◆ Problem to solve ◆
Rewrite the records from the start up to and including the line with "[0,99,390,161]", changing "person" to "figure" and keeping everything else the same. Leave out the pictures.

◆ Materials provided ◆
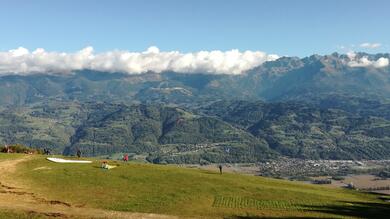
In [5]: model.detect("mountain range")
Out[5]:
[0,53,390,163]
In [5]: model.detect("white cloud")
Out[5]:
[347,52,389,68]
[359,43,382,49]
[0,46,278,75]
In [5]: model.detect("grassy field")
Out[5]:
[0,155,390,218]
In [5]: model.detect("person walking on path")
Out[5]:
[77,149,81,158]
[123,154,129,162]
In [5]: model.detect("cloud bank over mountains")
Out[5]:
[347,52,389,68]
[0,46,279,75]
[0,45,389,75]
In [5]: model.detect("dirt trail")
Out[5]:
[0,156,178,219]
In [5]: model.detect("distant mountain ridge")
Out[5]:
[0,53,390,105]
[0,53,390,163]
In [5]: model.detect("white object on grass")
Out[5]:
[46,157,92,163]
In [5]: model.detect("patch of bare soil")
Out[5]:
[0,156,178,219]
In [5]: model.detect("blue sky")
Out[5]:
[0,0,390,56]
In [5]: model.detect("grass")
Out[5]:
[0,155,390,218]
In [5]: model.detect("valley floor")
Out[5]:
[0,154,390,219]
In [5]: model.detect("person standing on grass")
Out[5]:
[77,149,81,158]
[123,154,129,162]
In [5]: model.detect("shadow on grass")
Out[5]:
[226,202,390,219]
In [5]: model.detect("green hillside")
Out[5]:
[0,156,390,218]
[0,99,390,161]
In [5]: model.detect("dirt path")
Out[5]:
[0,156,178,219]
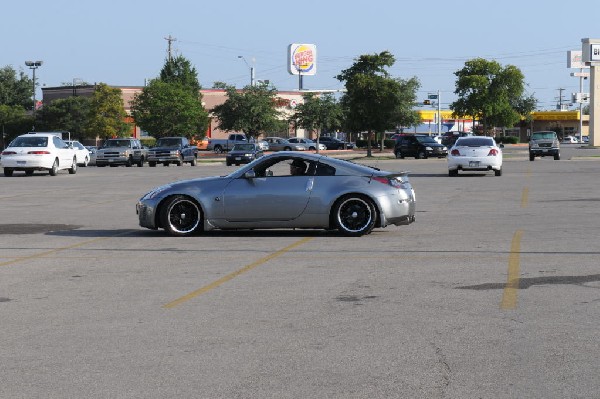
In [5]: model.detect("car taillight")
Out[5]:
[373,176,403,188]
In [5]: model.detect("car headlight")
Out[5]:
[142,184,171,200]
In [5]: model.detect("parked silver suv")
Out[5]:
[96,138,148,167]
[529,130,560,161]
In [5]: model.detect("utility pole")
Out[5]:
[558,87,565,111]
[165,35,177,61]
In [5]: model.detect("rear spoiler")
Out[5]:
[369,170,410,183]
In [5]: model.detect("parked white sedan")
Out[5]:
[2,133,77,177]
[448,136,503,176]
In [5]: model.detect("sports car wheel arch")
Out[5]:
[159,195,204,236]
[332,194,377,237]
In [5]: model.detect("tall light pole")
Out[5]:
[25,61,44,131]
[238,55,254,86]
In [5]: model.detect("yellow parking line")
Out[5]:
[163,237,314,309]
[521,187,529,208]
[500,230,523,310]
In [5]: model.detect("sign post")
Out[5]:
[581,38,600,147]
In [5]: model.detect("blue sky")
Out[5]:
[0,0,600,109]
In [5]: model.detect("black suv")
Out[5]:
[394,134,448,159]
[315,136,354,150]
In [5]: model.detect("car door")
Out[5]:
[52,136,75,169]
[222,162,314,222]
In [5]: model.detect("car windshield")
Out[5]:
[415,136,437,144]
[104,140,130,148]
[531,132,556,140]
[8,137,48,147]
[156,139,181,147]
[456,137,494,147]
[232,144,254,151]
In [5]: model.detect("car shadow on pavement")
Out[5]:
[44,228,336,239]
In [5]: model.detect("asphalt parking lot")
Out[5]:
[0,146,600,398]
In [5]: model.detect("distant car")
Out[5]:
[562,136,579,144]
[225,143,263,166]
[65,140,90,167]
[394,134,448,159]
[288,137,327,151]
[256,140,269,151]
[265,137,308,151]
[448,136,502,176]
[2,133,77,177]
[431,134,442,144]
[317,136,355,150]
[442,131,473,148]
[85,145,98,166]
[529,130,560,161]
[136,151,416,237]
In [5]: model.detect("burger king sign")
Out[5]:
[288,44,317,75]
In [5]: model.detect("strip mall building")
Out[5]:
[42,85,589,142]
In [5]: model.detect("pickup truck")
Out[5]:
[206,133,248,154]
[96,138,147,167]
[148,137,198,167]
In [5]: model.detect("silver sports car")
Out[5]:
[136,151,415,236]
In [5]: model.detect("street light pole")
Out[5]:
[238,55,254,86]
[25,61,43,131]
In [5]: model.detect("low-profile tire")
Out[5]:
[48,159,58,176]
[333,195,377,237]
[160,195,203,237]
[69,157,77,175]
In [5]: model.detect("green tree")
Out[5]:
[450,58,536,133]
[213,84,284,138]
[336,51,420,157]
[36,97,90,139]
[0,66,33,110]
[159,55,202,96]
[84,83,129,139]
[131,56,209,138]
[131,79,208,138]
[293,93,343,152]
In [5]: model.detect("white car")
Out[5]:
[2,132,77,177]
[562,136,579,144]
[448,136,503,176]
[65,140,91,167]
[288,137,327,151]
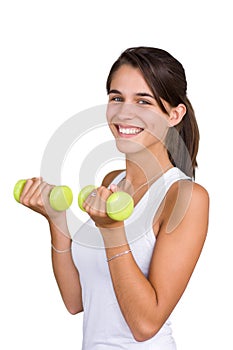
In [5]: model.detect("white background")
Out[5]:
[0,0,233,350]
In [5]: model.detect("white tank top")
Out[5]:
[72,168,190,350]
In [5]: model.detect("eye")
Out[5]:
[110,96,123,102]
[138,100,151,105]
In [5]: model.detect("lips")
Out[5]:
[115,124,144,137]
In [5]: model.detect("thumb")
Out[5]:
[110,184,119,192]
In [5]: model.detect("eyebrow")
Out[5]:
[108,89,154,99]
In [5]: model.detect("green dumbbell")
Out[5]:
[78,185,134,221]
[13,180,73,211]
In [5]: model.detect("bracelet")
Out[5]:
[107,249,132,262]
[51,244,71,254]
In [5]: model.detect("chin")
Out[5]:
[116,139,145,154]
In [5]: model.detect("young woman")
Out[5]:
[20,47,209,350]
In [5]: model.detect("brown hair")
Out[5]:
[106,47,199,178]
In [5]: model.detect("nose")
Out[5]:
[114,103,136,121]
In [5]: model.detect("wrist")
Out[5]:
[99,226,128,249]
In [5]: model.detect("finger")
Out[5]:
[30,181,51,207]
[20,178,41,205]
[110,184,119,192]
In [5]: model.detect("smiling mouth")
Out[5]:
[115,124,144,137]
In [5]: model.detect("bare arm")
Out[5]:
[20,178,83,314]
[84,180,208,341]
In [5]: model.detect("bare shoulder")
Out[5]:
[161,180,209,232]
[102,169,124,187]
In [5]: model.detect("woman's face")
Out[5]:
[107,64,172,153]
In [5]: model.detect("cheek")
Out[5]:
[145,113,169,141]
[106,104,119,123]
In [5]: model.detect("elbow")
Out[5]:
[66,305,83,315]
[133,323,161,342]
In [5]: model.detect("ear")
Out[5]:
[169,103,186,126]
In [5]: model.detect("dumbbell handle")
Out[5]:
[78,185,134,221]
[13,180,73,211]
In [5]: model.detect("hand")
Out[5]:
[20,177,65,221]
[83,185,124,228]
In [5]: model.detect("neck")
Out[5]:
[126,148,172,185]
[117,143,173,201]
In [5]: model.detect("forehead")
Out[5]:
[110,64,151,93]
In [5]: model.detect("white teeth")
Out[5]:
[119,126,142,135]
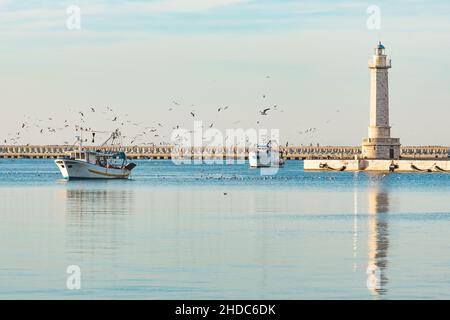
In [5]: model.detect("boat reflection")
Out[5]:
[366,177,389,296]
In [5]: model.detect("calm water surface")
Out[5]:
[0,159,450,299]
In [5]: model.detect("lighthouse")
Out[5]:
[362,42,400,159]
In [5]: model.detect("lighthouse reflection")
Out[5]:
[366,176,389,295]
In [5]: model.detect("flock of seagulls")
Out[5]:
[3,75,340,146]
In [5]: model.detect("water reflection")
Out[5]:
[64,189,134,216]
[367,177,389,295]
[62,188,134,260]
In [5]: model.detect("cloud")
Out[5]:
[132,0,249,13]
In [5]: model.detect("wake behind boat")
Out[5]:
[55,130,136,179]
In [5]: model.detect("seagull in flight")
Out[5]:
[259,108,270,116]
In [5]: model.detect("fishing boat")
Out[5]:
[248,141,284,168]
[55,130,136,179]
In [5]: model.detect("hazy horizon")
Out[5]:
[0,0,450,145]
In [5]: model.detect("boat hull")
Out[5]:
[55,159,131,179]
[248,151,284,168]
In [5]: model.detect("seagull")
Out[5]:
[259,108,270,116]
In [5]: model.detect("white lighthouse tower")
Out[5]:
[362,42,400,159]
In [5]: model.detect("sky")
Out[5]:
[0,0,450,145]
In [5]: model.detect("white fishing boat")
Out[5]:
[248,141,284,168]
[55,130,136,179]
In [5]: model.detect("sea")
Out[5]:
[0,159,450,300]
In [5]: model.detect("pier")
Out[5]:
[0,145,450,160]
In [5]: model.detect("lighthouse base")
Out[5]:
[361,138,400,160]
[304,159,450,173]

◆ The answer ◆
In [5]: model.detect("mountain range")
Out[5]:
[0,53,390,163]
In [5]: model.detect("white cloud")
Out[5]:
[347,52,389,68]
[359,43,382,49]
[0,46,278,75]
In [5]: model.detect("grassy field")
Out[5]:
[0,155,390,218]
In [5]: model.detect("figure walking on path")
Out[5]:
[77,149,81,158]
[123,154,129,162]
In [5]: model.detect("cloud bank over mountains")
Out[5]:
[347,52,389,68]
[0,46,279,75]
[0,45,389,75]
In [5]: model.detect("dirt trail")
Out[5]:
[0,156,178,219]
In [5]: model.detect("distant mountain ridge")
Out[5]:
[0,53,390,105]
[0,53,390,163]
In [5]: model.detect("white object on grass")
Out[5]:
[46,157,92,163]
In [5]: model.detect("patch of bare soil")
Out[5]:
[0,156,178,219]
In [5]: model.detect("blue sky")
Out[5]:
[0,0,390,56]
In [5]: model.detect("grass")
Out[5]:
[0,155,390,218]
In [5]: model.detect("valley floor")
Out[5]:
[0,154,390,219]
In [5]: model.detect("figure standing on grass")
Out[5]:
[77,149,81,158]
[123,154,129,162]
In [5]: model.detect("shadow on grass")
Out[5]:
[226,202,390,219]
In [5]: model.detect("green hillside")
Out[5]:
[0,156,390,218]
[0,99,390,161]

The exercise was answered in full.